» **Complete the following**:
(a) Answer each question from the biochar FAQ below:
(i) What does the Tool classify?
(ii) In the carbon storage class, what time span counts as long-term?
(iii) How much Corg would a biochar in carbon storage class 4 be estimated to have after 100 years in the soil?
(b) Based on the biochar FAQ below, explain why the Tool is not meant to take the place of the IBI Biochar Standards.
(c) For each statement, say whether it agrees with the biochar FAQ below, and quote the words that decide it:
(i) The Tool is intended to replace the IBI Biochar Standards.
(ii) Biochars are classified by the organic carbon estimated to remain in soil for at least 100 years.
(iii) The Tool classifies every property tested for in the Standards.

» **Text passage**:

==================================================

Q: How is the IBI Biochar Classification Tool related to the IBI Biochar Standards?
A: The Tool classifies a subset of the physicochemical properties that are mostly tested for in the IBI Biochar Standards. It is not intended to replace the Standards which provide comprehensive testing and reporting requirements, particularly around safety of the biochar material. Rather, the Tool is complimentary to the Standards in that it provides a way (i) to interpret the test results (for those properties that are classified) to understand the potential soil and crop impact of a specific biochar, (ii) to recognize the widely divergent properties biochars can have, and (iii) to enhance our ability to communicate biochar effects on soil properties using a greater differentiation of these properties.

Q: What is the carbon storage class and how do I interpret it?
A: The carbon storage class is a measure of the estimated long-term (i.e., 100 year) soil carbon storage potential of a biochar. Biochars are classified by the quantity of organic carbon (Corg) in grams per kilogram estimated to remain in soil for at least 100 years (BC+100). For example, a biochar in carbon storage class4 would be estimated to have from 500 – 600 grams of Corg per kilogram of biochar (50 – 60% on a mass basis) after 100 years in the soil.

Q: How is biochar carbon persistence over 100 years (BC+100) estimated?

==================================================

» **Entries provided**:
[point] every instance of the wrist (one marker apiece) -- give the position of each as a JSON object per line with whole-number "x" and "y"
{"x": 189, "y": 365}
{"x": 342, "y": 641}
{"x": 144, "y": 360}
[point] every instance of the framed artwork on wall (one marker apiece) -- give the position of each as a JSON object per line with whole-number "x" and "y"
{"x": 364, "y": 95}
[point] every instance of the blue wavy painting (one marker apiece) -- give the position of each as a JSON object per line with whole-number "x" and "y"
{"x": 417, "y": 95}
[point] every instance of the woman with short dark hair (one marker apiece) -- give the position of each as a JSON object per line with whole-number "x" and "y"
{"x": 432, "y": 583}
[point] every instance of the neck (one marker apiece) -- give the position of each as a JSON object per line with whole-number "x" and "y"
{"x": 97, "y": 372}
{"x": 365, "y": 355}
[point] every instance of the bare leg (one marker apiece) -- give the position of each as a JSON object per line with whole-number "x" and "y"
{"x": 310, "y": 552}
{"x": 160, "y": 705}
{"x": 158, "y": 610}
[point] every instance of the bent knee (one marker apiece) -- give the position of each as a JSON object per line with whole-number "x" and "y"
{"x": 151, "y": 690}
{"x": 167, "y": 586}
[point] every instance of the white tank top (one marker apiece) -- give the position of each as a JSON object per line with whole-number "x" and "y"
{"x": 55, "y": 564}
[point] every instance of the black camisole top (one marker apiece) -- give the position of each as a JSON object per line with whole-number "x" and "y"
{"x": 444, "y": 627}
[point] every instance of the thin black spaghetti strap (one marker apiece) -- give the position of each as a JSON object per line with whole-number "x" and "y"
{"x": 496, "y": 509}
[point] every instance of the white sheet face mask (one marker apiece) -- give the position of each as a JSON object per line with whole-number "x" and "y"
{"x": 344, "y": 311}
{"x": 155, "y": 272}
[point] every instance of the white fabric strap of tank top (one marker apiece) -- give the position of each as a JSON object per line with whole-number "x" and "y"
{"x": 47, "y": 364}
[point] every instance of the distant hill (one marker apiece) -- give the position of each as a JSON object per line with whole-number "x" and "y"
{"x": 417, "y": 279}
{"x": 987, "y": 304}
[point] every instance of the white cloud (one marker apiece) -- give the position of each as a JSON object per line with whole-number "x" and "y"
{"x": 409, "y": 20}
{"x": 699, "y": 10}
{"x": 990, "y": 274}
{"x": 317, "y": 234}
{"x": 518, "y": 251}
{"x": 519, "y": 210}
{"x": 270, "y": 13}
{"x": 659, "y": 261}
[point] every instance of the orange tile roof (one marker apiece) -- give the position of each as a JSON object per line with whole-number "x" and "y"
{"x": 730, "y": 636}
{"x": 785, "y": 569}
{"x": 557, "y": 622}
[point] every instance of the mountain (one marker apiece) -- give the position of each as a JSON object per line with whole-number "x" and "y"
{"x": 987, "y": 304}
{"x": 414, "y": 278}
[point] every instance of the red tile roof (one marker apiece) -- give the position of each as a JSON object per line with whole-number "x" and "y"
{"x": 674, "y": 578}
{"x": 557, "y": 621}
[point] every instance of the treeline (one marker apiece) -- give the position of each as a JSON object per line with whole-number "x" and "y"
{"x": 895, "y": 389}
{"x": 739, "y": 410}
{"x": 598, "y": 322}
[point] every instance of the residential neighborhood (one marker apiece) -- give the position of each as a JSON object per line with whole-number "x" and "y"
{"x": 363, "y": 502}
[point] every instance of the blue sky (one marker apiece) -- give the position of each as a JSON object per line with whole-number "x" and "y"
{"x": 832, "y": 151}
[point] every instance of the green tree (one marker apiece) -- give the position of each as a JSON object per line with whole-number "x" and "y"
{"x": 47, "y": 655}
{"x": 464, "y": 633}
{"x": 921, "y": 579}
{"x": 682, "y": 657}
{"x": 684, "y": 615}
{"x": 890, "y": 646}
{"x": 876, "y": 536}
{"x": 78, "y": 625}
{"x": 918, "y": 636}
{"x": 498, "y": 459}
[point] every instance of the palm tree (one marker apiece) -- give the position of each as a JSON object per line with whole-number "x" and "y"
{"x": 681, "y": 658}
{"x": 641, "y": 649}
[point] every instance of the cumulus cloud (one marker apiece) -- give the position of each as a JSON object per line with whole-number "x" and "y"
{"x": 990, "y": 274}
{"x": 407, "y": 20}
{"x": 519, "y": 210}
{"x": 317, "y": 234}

==================================================

» **Responses per task**:
(a)
(i) A subset of the physicochemical properties that are mostly tested for in the IBI Biochar Standards.
(ii) 100 years.
(iii) From 500 to 600 grams of Corg per kilogram of biochar (50–60% on a mass basis).

(b) The Standards provide comprehensive testing and reporting requirements, particularly around the safety of the biochar material. The Tool covers only a subset of the properties and instead complements the Standards by helping interpret test results.

(c)
(i) No: "It is not intended to replace the Standards"
(ii) Yes: "Biochars are classified by the quantity of organic carbon (Corg) in grams per kilogram estimated to remain in soil for at least 100 years (BC+100)."
(iii) No: "The Tool classifies a subset of the physicochemical properties"